> [RAW RECORDS]:
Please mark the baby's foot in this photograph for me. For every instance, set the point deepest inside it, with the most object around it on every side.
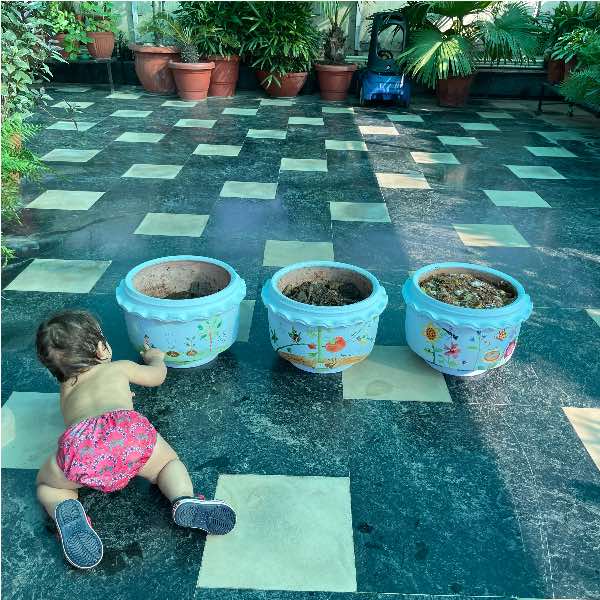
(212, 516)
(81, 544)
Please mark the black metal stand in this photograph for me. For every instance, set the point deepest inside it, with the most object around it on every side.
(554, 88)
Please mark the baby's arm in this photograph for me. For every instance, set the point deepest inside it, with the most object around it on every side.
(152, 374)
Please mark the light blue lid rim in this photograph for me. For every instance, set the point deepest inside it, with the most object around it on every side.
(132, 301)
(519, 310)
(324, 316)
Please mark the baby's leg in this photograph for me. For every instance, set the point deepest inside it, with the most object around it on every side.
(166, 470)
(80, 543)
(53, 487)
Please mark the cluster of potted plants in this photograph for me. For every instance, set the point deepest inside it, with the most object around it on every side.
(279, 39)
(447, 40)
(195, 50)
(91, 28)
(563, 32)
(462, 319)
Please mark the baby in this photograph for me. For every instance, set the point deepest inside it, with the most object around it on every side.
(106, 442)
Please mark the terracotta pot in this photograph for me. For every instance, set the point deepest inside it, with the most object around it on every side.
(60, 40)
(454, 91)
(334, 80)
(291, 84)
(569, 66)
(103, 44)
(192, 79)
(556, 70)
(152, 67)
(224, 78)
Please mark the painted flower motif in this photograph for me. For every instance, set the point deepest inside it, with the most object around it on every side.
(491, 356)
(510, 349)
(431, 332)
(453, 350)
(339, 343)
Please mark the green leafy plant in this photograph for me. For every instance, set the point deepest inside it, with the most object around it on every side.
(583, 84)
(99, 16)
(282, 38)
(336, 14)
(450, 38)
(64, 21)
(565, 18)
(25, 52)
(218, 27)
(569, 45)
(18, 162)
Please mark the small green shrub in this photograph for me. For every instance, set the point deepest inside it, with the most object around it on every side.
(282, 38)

...

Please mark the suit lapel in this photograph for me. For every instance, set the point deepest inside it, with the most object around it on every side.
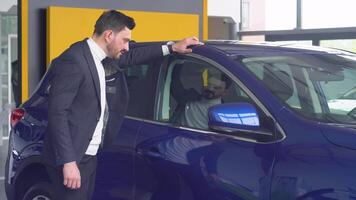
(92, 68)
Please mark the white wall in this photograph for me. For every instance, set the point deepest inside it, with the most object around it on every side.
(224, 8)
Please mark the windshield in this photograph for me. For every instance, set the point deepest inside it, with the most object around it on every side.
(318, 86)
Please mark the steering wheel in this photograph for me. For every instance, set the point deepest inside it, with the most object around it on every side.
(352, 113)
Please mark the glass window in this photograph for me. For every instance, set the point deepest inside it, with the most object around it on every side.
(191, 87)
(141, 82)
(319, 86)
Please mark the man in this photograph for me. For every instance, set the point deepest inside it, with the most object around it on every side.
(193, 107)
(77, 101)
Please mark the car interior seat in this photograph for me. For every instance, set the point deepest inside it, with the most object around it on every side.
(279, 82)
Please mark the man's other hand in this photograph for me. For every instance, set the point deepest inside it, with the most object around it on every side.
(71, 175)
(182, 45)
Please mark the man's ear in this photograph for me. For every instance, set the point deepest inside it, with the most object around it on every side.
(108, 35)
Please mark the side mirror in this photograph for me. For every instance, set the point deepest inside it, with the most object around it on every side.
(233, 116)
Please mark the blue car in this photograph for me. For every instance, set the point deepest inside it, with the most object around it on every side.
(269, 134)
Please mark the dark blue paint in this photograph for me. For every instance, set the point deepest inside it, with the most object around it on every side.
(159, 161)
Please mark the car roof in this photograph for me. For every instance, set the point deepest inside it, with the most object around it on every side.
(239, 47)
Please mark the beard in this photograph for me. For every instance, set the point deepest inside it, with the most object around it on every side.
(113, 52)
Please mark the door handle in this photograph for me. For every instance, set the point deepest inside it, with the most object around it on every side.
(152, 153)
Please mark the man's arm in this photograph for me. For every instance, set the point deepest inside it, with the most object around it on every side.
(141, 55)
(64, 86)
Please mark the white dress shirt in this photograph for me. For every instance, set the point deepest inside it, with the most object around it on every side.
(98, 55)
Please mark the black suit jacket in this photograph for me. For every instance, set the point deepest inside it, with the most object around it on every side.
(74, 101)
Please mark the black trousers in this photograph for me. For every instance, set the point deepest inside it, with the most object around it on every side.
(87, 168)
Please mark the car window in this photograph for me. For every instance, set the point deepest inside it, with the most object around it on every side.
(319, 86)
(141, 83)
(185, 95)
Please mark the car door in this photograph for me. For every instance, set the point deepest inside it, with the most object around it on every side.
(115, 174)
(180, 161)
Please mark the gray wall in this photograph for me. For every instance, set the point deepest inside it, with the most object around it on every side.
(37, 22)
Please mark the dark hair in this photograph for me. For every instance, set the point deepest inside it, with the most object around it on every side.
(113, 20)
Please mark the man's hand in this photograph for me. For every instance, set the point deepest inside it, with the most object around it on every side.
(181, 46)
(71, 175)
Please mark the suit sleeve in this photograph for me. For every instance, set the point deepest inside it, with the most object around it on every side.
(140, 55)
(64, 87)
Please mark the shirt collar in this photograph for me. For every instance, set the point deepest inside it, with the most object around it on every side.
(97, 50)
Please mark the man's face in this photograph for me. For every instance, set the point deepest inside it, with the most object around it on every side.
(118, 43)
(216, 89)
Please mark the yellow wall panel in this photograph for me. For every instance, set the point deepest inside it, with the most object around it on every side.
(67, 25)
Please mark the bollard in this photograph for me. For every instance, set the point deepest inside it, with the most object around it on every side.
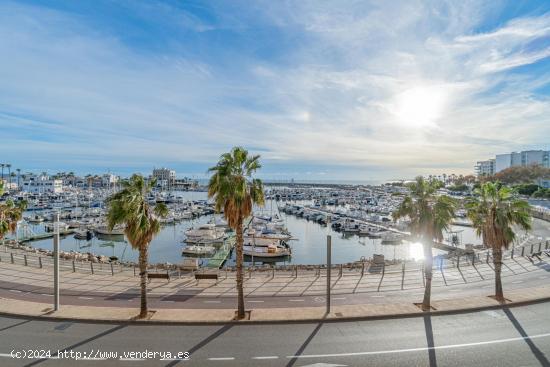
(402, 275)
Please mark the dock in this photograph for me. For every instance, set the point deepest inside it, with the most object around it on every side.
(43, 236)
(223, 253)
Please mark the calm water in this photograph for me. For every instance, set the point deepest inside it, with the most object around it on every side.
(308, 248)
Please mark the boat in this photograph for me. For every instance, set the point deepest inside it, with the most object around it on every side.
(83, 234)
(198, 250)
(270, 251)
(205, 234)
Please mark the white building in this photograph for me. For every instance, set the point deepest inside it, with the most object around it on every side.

> [WHAT NEEDS TO BE DONE]: How many lines in the items above contain the string "door"? Case counts. Reply with the number only.

> [SOLUTION TO THIS EXERCISE]: 2